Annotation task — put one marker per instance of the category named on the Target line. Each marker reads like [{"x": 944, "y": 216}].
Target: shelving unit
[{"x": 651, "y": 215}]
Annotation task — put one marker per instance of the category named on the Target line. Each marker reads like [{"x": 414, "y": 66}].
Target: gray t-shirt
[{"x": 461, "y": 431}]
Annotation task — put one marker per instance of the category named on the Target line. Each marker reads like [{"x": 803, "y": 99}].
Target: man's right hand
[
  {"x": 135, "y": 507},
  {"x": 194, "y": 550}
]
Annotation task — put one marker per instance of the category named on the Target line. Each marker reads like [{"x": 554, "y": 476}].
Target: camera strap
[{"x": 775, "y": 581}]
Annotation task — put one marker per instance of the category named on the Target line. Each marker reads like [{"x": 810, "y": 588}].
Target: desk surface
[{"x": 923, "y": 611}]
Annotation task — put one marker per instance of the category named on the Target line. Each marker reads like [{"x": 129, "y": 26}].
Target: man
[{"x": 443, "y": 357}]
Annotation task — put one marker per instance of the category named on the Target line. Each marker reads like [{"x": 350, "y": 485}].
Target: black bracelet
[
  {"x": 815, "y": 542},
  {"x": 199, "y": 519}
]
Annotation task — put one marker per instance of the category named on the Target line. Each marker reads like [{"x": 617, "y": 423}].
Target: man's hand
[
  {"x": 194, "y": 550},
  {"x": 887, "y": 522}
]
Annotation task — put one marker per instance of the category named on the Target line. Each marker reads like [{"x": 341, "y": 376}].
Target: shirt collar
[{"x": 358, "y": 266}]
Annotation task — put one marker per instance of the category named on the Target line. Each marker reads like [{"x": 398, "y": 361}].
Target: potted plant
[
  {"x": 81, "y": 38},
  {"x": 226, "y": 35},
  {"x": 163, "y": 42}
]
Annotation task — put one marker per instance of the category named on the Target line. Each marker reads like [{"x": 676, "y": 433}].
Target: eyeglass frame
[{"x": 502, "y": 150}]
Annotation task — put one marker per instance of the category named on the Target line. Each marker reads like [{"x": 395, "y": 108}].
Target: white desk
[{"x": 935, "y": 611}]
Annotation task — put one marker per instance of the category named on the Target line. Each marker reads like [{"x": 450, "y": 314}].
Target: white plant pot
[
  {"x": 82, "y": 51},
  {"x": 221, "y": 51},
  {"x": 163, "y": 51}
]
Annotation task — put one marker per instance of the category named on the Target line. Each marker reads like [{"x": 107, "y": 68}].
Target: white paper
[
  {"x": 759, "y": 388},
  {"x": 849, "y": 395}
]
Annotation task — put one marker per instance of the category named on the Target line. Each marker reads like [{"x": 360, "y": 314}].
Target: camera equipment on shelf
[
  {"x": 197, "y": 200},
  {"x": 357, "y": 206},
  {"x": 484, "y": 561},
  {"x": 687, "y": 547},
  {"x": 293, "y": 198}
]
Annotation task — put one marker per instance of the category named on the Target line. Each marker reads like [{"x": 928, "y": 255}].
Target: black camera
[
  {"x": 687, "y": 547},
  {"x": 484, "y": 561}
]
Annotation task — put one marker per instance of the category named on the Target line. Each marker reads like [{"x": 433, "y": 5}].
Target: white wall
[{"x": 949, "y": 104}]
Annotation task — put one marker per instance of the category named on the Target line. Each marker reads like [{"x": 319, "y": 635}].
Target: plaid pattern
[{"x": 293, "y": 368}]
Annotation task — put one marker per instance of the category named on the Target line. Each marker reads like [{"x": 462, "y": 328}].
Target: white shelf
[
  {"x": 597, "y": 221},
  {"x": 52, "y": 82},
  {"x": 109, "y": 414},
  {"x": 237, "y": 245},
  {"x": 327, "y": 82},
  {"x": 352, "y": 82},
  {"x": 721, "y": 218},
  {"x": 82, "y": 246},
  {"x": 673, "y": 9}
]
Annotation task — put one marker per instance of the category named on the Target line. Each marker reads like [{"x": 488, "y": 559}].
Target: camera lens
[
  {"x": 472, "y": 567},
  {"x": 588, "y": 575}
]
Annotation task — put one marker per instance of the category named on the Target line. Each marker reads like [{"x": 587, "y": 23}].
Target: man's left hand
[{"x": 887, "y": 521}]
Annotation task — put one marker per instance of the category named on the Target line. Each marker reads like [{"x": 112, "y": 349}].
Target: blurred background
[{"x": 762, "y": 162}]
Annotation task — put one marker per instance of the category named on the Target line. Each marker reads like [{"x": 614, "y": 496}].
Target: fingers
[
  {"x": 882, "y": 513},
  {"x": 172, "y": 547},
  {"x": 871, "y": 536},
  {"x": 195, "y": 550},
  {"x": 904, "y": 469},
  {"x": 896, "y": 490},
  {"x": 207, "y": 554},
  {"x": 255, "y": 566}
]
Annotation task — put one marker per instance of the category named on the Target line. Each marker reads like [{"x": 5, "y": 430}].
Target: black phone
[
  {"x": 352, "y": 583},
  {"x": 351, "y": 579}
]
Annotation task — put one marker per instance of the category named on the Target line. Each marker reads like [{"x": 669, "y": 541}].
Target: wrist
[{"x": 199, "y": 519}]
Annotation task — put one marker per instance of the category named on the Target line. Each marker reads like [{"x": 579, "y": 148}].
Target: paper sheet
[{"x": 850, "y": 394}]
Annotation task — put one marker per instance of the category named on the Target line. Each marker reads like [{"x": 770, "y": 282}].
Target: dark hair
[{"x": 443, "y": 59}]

**What to produce**
Exactly as they stand above, retype all of the records.

**Answer box**
Annotation task — put one marker per instance of the category named on the Target line. Each marker reads like [{"x": 944, "y": 216}].
Target: shelving unit
[{"x": 651, "y": 215}]
Annotation task — put one marker per instance of the category named on the Target line. Each marker reads like [{"x": 414, "y": 66}].
Target: gray t-shirt
[{"x": 461, "y": 431}]
Annotation task — put one marker per instance of the category named on the Target line. Each marker reads like [{"x": 803, "y": 99}].
Target: man's right hand
[
  {"x": 135, "y": 507},
  {"x": 194, "y": 550}
]
Annotation task — put one marker per instance of the category named on the Target line. Each marker reads like [{"x": 554, "y": 476}].
Target: camera strap
[{"x": 775, "y": 581}]
Annotation task — put one marker per instance of the category named on the Target line. Each marker reads like [{"x": 810, "y": 588}].
Target: desk surface
[{"x": 923, "y": 611}]
Annotation task — put one marker per instance of the category named on the Target line. Each marker reads like [{"x": 129, "y": 26}].
Target: man
[{"x": 443, "y": 357}]
Annotation task — put one marker per instance of the category named on the Target line. Each marker reads like [{"x": 350, "y": 485}].
Target: black bracelet
[
  {"x": 815, "y": 542},
  {"x": 199, "y": 519}
]
Annotation task — put one marker per instance of the category named on the Target line. Each marker reads like [{"x": 617, "y": 423}].
Target: man's hand
[
  {"x": 194, "y": 550},
  {"x": 887, "y": 522}
]
Annotation task — put one marker per instance of the category named on the Target line. Each marker reads like [{"x": 341, "y": 376}].
Target: shirt collar
[{"x": 358, "y": 266}]
Annotation task — put one marker per instance of the category named on the Target line. Each marker reads like [{"x": 398, "y": 361}].
Target: potted plant
[
  {"x": 81, "y": 38},
  {"x": 226, "y": 35},
  {"x": 163, "y": 42}
]
Annotation task — put one marker per instance of the category named on the Target line. Each marker reads like [{"x": 676, "y": 433}].
Target: eyeglass frame
[{"x": 502, "y": 150}]
Annotation task — put one marker per instance of the category named on the Target line. Each marker reads like [{"x": 395, "y": 108}].
Target: white desk
[{"x": 935, "y": 611}]
Annotation task — put one marker per instance of the category named on the Target line. Each marker reads like [{"x": 450, "y": 314}].
Target: white plant pot
[
  {"x": 82, "y": 51},
  {"x": 221, "y": 51},
  {"x": 163, "y": 51}
]
Annotation task — put one marker per instance of the category named on the Target line. Each marker reads like [{"x": 107, "y": 68}].
Target: white paper
[
  {"x": 759, "y": 388},
  {"x": 849, "y": 395}
]
Annotation task — put one marker per instance of the category named on the Target line. Each marker reads like [{"x": 360, "y": 314}].
Target: camera equipment on shelf
[
  {"x": 197, "y": 200},
  {"x": 357, "y": 206},
  {"x": 484, "y": 561},
  {"x": 687, "y": 547},
  {"x": 293, "y": 198}
]
Annotation task — put one marker per instance of the category named on the Target line. Each marker reads like [{"x": 928, "y": 255}].
Target: black camera
[
  {"x": 687, "y": 547},
  {"x": 484, "y": 561}
]
Annotation task — put one marker per instance of the category named on the Target line. Each marker reads like [{"x": 433, "y": 5}].
Target: white wall
[{"x": 949, "y": 104}]
Annotation task — put one marker per instance of the category named on the Target line. Each marker reads like [{"x": 319, "y": 635}].
Target: plaid pattern
[{"x": 293, "y": 368}]
Annotation task — put one marker per instance of the category named on the Target line. Each marker reads like [{"x": 462, "y": 328}].
Target: white shelf
[
  {"x": 597, "y": 221},
  {"x": 52, "y": 82},
  {"x": 109, "y": 414},
  {"x": 237, "y": 245},
  {"x": 327, "y": 82},
  {"x": 352, "y": 82},
  {"x": 721, "y": 218},
  {"x": 82, "y": 246},
  {"x": 673, "y": 9}
]
Annotation task — put one marker per instance of the category named on the Target line. Each marker reads like [{"x": 488, "y": 559}].
Target: camera lens
[
  {"x": 472, "y": 567},
  {"x": 588, "y": 575}
]
Annotation task — put one marker per instance of the category named on the Target line. Each marker reads like [{"x": 587, "y": 23}].
Target: man's left hand
[{"x": 887, "y": 521}]
Annotation task — put one marker per instance of the category named on the Target line. Each marker reads like [{"x": 112, "y": 349}].
Target: blurred background
[{"x": 762, "y": 162}]
Annotation task — put one marker per instance of the category named on the Target line. Each marker reads like [{"x": 614, "y": 496}].
Target: fingers
[
  {"x": 882, "y": 513},
  {"x": 172, "y": 547},
  {"x": 871, "y": 536},
  {"x": 195, "y": 550},
  {"x": 904, "y": 469},
  {"x": 896, "y": 490},
  {"x": 207, "y": 554},
  {"x": 255, "y": 566}
]
Annotation task — put one marker per instance of the category named on the Target line. Each marker reads like [{"x": 5, "y": 430}].
Target: black phone
[
  {"x": 352, "y": 583},
  {"x": 351, "y": 579}
]
Annotation task — put one marker per instance of the category named on the Target line. Each marker reads like [{"x": 669, "y": 541}].
Target: wrist
[{"x": 199, "y": 519}]
Annotation task — put one marker per instance of the category named on the Target line. Each marker reads like [{"x": 579, "y": 148}].
Target: paper sheet
[{"x": 850, "y": 394}]
Annotation task — put one marker per instance of the category named on the Target line. Each marker reads like [{"x": 770, "y": 282}].
Target: dark hair
[{"x": 443, "y": 59}]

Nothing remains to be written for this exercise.